_Exercise directions_
Pull out every line from the entries below that contains the string "green", matching case exactly.

_Dataset extract_
__________________________________________________

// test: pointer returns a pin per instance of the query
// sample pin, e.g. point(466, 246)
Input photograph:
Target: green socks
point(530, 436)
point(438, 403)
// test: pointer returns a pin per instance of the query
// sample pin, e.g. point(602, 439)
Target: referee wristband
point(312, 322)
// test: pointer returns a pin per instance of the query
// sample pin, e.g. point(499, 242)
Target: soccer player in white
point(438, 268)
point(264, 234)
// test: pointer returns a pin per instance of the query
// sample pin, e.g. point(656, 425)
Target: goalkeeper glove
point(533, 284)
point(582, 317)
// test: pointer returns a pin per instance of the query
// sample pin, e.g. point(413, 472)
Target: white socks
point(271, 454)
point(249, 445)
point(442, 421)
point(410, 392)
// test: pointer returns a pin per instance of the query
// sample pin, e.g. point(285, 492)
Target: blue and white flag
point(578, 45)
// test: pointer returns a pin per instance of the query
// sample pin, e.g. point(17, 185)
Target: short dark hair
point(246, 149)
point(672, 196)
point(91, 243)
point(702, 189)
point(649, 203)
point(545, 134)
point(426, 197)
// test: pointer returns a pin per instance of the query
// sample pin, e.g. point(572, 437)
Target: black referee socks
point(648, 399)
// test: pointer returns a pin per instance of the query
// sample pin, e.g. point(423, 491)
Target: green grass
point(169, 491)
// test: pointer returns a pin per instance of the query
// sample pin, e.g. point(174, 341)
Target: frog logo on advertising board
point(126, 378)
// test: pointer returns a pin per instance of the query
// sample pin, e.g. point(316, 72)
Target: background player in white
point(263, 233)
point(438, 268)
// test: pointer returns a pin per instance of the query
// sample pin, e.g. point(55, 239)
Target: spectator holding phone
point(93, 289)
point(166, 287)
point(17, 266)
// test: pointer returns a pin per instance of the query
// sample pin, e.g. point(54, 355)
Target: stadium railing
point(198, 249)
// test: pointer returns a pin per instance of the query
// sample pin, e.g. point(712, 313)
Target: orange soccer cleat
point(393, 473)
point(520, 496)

__________________________________________________

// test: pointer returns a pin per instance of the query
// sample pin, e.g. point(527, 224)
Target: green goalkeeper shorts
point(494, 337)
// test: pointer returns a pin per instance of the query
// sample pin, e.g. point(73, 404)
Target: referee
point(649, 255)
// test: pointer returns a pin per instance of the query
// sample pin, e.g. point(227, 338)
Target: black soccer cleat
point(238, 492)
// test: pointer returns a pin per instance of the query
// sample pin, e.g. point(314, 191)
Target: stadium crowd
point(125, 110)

__________________________________________________

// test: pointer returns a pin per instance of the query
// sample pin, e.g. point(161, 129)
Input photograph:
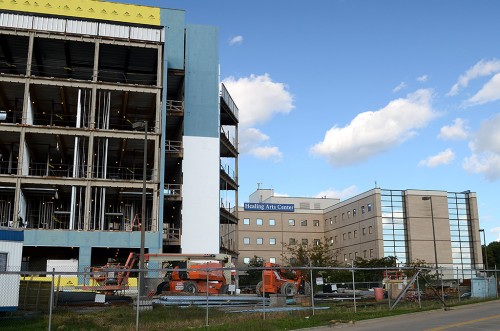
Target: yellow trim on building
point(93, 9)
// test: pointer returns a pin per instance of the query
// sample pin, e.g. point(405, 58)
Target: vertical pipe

__________________________________________________

_Answer for the task_
Target: green socks
Target: green grass
Target: green goalkeeper shorts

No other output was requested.